__WHAT YOU ARE ASKED TO DO__: Write out the lines word for word, from the line with "Give each <instance>" to the line with "positive clicks: (386, 333)", both included, and nothing else.

__TASK INPUT__:
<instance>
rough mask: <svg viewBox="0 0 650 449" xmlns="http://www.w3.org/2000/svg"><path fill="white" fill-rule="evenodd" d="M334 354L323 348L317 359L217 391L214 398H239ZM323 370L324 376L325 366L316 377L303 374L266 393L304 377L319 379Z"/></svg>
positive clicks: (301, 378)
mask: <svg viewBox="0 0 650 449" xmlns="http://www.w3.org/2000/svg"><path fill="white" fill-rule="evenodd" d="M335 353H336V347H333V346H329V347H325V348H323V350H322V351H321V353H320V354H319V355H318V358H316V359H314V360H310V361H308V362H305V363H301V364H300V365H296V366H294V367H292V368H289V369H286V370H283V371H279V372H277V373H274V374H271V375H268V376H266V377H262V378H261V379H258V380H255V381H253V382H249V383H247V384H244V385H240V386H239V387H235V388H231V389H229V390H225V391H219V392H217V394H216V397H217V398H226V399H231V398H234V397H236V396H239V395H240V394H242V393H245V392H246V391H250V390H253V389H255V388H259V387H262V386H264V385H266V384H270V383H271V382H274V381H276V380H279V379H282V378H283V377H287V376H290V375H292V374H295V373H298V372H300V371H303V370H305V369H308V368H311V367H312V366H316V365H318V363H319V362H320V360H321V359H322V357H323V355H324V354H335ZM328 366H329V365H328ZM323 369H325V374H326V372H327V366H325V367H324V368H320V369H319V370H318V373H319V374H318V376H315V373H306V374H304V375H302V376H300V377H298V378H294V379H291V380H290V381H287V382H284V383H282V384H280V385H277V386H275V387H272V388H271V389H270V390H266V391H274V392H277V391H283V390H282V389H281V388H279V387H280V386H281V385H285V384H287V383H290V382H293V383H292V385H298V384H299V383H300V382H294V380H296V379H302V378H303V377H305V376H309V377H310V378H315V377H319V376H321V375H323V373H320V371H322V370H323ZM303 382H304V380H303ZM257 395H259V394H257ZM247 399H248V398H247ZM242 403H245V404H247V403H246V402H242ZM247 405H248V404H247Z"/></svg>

...

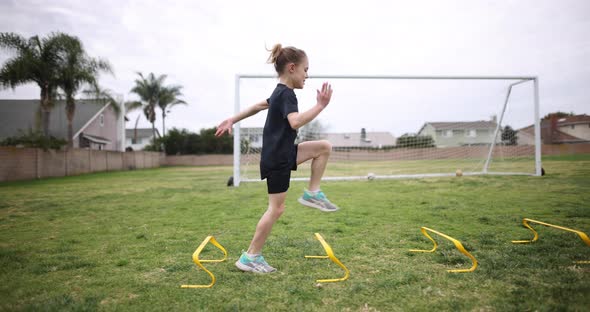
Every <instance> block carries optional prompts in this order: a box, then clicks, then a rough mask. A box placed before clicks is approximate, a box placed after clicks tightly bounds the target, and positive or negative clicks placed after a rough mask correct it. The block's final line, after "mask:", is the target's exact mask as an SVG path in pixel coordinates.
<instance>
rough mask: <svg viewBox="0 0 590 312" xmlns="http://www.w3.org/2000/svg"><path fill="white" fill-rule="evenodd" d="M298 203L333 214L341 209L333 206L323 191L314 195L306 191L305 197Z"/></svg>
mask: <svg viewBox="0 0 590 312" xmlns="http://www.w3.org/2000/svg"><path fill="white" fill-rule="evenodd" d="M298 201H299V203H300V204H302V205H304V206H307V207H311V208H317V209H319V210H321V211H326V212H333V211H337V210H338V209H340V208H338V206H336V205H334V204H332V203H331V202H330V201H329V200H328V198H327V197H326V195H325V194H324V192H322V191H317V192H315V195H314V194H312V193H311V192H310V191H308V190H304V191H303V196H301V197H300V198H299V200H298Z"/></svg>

...

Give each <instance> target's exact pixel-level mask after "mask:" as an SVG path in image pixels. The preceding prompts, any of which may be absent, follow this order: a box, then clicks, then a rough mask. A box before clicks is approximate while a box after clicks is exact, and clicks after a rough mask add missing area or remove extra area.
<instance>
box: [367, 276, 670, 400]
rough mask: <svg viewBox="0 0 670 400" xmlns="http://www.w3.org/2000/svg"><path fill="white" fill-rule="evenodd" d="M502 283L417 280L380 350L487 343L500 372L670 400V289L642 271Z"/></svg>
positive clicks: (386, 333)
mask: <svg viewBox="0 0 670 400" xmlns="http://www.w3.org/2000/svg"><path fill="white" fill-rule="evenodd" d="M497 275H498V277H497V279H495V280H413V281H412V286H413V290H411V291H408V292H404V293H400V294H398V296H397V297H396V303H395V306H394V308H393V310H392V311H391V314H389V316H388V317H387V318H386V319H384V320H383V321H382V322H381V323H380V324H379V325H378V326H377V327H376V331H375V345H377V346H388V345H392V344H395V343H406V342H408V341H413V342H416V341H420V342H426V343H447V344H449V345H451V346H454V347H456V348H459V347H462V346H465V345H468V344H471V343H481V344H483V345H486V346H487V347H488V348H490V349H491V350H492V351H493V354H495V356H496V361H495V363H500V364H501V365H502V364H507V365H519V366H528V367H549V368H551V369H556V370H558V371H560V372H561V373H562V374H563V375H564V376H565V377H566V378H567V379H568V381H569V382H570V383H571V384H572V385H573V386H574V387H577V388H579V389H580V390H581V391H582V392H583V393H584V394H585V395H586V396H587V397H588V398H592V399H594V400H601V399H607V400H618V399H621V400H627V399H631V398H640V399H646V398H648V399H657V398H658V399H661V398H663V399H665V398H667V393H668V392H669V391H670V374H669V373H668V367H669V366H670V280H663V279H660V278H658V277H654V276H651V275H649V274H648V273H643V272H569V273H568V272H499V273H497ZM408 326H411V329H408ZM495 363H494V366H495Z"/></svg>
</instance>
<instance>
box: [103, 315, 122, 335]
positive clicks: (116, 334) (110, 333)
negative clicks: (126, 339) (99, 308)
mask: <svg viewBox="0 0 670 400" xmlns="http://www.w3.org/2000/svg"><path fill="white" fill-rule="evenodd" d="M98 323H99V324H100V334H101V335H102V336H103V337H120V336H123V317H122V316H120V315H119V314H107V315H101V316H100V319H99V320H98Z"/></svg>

__WRITTEN SOLUTION__:
Give each <instance> target's exact pixel-level mask after "mask:" as an SVG path in image pixels. The preceding prompts, any of which may be absent, follow this order: a box, then clicks, then a rough mask. A box before clicks is approximate while a box after clicks is exact, and clicks after a rough mask add missing area or remove extra area.
<instance>
box: [367, 276, 670, 400]
rough mask: <svg viewBox="0 0 670 400" xmlns="http://www.w3.org/2000/svg"><path fill="white" fill-rule="evenodd" d="M502 283L417 280L380 350L487 343L500 372L670 400V289L642 271Z"/></svg>
positive clicks: (386, 333)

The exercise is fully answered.